**Instructions to follow:**
In the JinaD post, what does the name JinaD stand for?

Jina.ai logo
Remote Search Flows with JinaD-image
JinaD
remote flow

Remote Search Flows with JinaD

Susana Guzmán
Susana Guzmán

Hello everyone! Today I'd like to talk to you about JinaD! I just worked a bit with it the last week so I thought to share what I discovered with you all.

First things first…WHAT?

Yeah so, JinaD stands for Jina Daemon, and the core idea is to remember that Jina was born to be distributed, so we need to take advantage of that, and what JinaD aims at is to spin up Flows remotely.

I think the easiest will be to check some of the JinaD tests to see what's going on, let's take a look at the test_query_with_shards.

Again…what?

Let's define first what is the expected output and then let's see how we'll do it. For this test we want

  1. Build our Docker image with Docker compose
  2. Create remote Flows
  3. Index & Query

Right…let's see the implementation

As you can see with have several files here, and since our first step was to build our Dockerfile let's check that one first

FROM jinaai/jina:test-pip

WORKDIR /

RUN apt-get update && \
    apt-get install --no-install-recommends -y git \
    curl

RUN python -m pip install --no-cache-dir --upgrade pip && \
    git clone https://github.com/jina-ai/jinad.git && \
    pip install $(grep -ivE "jina" jinad/requirements.txt) --ignore-installed && \
    cd jinad && python setup.py install

COPY . /

COPY tests/integration/distributed/test_index_query_with_shards/entrypoint.sh .

RUN chmod +x entrypoint.sh

ENTRYPOINT ["bash", "-c", "./entrypoint.sh"]

Ok, so the first thing here is that we'll use the test-pip image as a base, if you don't have it yet you can build it with:

docker build --build-arg PIP_TAG="[devel]" -f tests/integration/jinad/Dockerfiles/Dockerfile -t jinaai/jina:test-pip .

And then we get all the necessary requirements for JinaD.

Now the next step is to spin up our flow, so let's check the test_integration.py

def test_flow():
    if Path.cwd().name != 'jinad':
        sys.exit(
            'test_index_query_with_shards.py should only be run from the jinad base directory'
        )

    start_docker_compose(compose_yml)

    time.sleep(10)

    flow_id = send_flow(flow_yml, pod_dir)['flow_id']

    print(f'Successfully started the flow: {flow_id}. Lets index some data')

As you can see, after checking we're on the right folder, we run start_docker_compose, and this will take care to build up our image with the Dockerfile we just saw. After that, the next step is to spin up our Flow, we have a print to see our Flow id just (case you can never have enough prints for mental health) for sanity.

Ok! so we have our Flow spun up remotely already! dances remotely but now let's use it cause otherwise was just a lot of time I could have spent dancing remotely.

**Data supplied:**
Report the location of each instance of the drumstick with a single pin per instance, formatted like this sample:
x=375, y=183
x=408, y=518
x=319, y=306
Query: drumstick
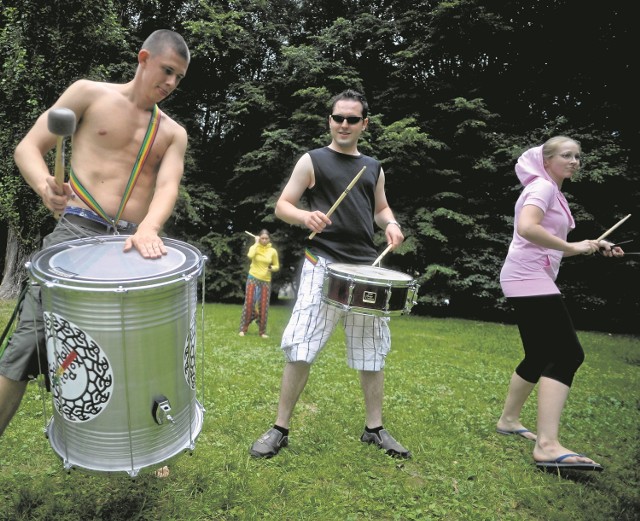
x=387, y=249
x=613, y=228
x=344, y=194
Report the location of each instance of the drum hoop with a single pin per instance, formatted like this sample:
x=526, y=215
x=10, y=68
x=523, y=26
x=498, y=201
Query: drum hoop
x=193, y=266
x=399, y=278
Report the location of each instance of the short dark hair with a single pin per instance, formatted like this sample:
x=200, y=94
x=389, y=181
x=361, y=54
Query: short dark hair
x=352, y=95
x=158, y=40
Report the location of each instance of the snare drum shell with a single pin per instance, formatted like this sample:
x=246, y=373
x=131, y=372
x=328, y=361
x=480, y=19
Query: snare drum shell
x=367, y=289
x=117, y=348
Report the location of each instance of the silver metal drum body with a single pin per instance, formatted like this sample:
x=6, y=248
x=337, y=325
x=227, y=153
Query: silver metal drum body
x=121, y=341
x=369, y=290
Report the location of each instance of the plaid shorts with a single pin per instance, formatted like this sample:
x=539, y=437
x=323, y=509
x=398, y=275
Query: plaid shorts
x=313, y=320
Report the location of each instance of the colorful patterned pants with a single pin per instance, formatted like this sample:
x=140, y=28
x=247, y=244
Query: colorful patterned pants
x=256, y=304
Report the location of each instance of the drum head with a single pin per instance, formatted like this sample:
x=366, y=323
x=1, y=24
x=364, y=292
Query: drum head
x=100, y=261
x=364, y=272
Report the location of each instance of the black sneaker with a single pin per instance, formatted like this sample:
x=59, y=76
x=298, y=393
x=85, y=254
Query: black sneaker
x=269, y=444
x=385, y=441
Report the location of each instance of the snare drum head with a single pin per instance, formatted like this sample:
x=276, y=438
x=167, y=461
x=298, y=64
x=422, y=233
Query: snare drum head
x=364, y=272
x=100, y=260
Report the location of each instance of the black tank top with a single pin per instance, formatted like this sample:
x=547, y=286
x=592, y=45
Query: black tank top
x=349, y=239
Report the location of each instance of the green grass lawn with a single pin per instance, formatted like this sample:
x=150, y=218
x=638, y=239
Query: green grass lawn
x=445, y=383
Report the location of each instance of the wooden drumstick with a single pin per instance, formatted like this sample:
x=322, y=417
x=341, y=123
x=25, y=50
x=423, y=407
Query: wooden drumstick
x=344, y=194
x=387, y=250
x=613, y=228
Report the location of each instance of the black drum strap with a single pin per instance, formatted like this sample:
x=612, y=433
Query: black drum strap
x=7, y=329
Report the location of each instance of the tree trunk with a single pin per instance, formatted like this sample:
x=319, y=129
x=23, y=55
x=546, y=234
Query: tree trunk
x=14, y=271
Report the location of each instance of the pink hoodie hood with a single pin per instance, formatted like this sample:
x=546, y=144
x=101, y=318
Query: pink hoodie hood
x=530, y=166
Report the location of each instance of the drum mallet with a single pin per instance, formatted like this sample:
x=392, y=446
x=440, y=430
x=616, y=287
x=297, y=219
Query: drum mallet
x=613, y=228
x=62, y=123
x=377, y=261
x=344, y=194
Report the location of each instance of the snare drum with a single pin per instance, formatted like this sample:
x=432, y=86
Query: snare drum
x=120, y=332
x=369, y=290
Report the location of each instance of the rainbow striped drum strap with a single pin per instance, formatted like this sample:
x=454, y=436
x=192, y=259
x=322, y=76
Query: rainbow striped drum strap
x=145, y=148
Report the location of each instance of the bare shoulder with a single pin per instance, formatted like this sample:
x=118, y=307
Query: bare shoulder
x=175, y=129
x=83, y=93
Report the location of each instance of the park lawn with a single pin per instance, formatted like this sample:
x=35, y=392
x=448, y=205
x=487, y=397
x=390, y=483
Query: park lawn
x=445, y=383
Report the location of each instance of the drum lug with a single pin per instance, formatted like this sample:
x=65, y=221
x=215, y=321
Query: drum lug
x=161, y=410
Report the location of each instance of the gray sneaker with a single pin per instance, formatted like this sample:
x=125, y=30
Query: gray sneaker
x=269, y=444
x=385, y=441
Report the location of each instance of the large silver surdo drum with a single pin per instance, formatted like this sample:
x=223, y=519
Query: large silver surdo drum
x=369, y=290
x=121, y=348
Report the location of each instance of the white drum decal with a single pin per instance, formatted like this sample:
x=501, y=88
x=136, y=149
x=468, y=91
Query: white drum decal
x=81, y=374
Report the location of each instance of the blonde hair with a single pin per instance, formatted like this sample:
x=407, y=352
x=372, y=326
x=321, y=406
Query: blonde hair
x=551, y=145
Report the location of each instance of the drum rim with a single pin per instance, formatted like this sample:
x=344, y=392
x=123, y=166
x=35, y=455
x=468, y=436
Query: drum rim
x=193, y=265
x=334, y=268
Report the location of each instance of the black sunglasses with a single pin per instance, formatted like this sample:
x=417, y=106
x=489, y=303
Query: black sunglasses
x=352, y=120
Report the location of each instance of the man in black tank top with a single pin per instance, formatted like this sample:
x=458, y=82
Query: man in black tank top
x=343, y=234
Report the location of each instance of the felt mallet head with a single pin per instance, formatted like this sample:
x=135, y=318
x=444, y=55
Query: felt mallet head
x=61, y=122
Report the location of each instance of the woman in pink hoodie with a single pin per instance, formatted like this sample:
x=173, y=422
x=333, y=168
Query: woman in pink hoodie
x=552, y=351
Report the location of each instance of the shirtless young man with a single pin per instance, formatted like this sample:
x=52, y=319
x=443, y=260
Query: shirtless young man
x=113, y=121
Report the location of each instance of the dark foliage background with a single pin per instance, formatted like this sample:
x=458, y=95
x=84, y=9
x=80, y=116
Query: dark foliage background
x=457, y=90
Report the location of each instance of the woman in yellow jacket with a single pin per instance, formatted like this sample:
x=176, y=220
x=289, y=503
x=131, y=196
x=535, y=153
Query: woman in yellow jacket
x=264, y=262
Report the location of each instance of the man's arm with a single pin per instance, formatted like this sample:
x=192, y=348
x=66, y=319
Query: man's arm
x=146, y=239
x=30, y=152
x=384, y=216
x=287, y=209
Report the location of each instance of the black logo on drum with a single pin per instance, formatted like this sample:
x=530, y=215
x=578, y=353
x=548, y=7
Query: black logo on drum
x=189, y=356
x=81, y=374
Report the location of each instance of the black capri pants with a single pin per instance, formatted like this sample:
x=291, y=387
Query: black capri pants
x=551, y=346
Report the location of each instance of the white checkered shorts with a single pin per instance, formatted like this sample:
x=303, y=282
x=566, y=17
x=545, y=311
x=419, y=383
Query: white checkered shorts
x=313, y=320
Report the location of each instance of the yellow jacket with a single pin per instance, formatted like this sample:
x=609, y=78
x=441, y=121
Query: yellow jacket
x=263, y=258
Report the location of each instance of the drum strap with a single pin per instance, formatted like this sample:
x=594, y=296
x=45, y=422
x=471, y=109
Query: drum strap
x=145, y=148
x=7, y=329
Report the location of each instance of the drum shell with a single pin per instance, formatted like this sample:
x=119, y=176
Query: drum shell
x=382, y=292
x=134, y=347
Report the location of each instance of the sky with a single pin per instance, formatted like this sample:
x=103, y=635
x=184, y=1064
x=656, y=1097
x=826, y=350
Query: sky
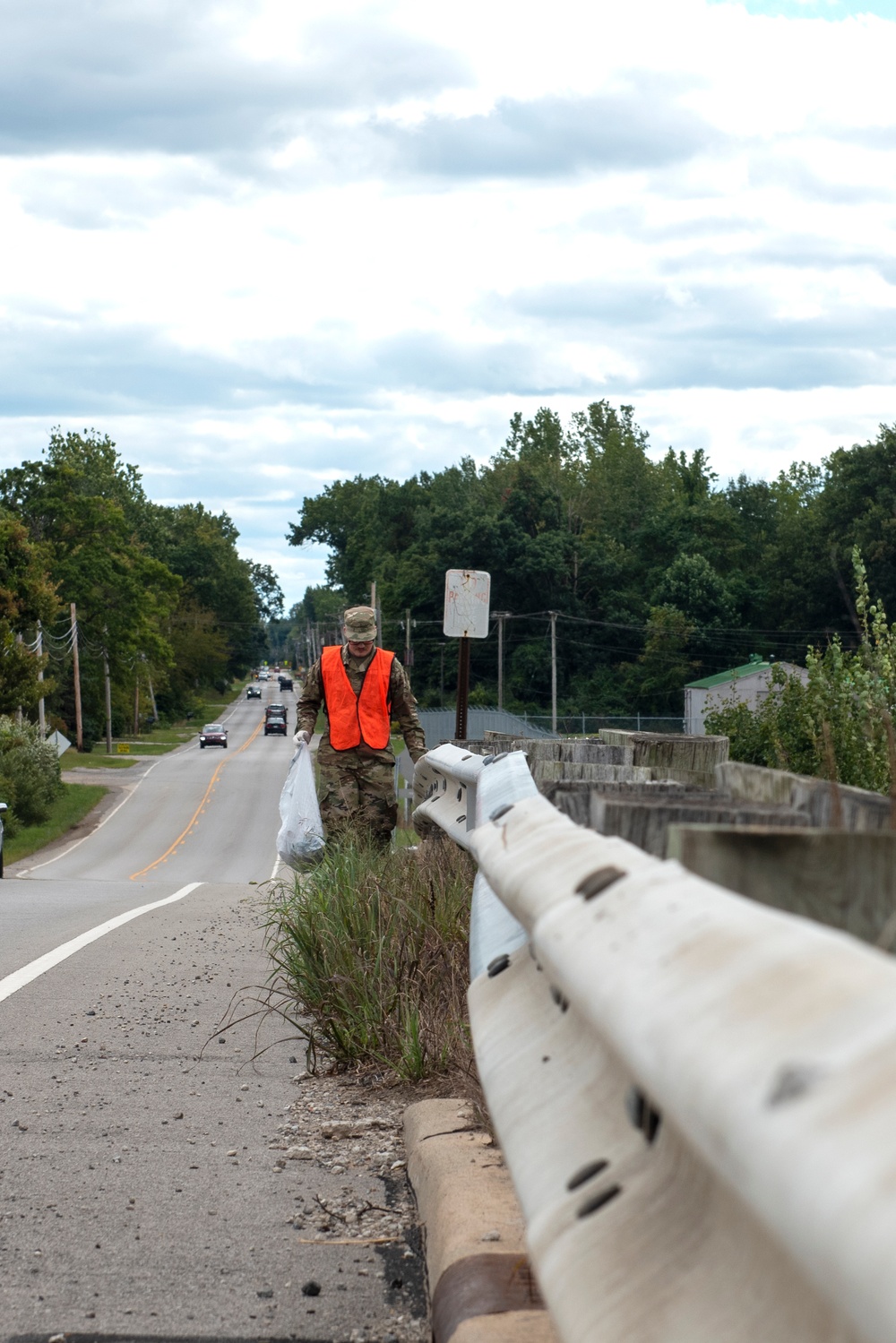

**Response to the exercise:**
Jina Daemon.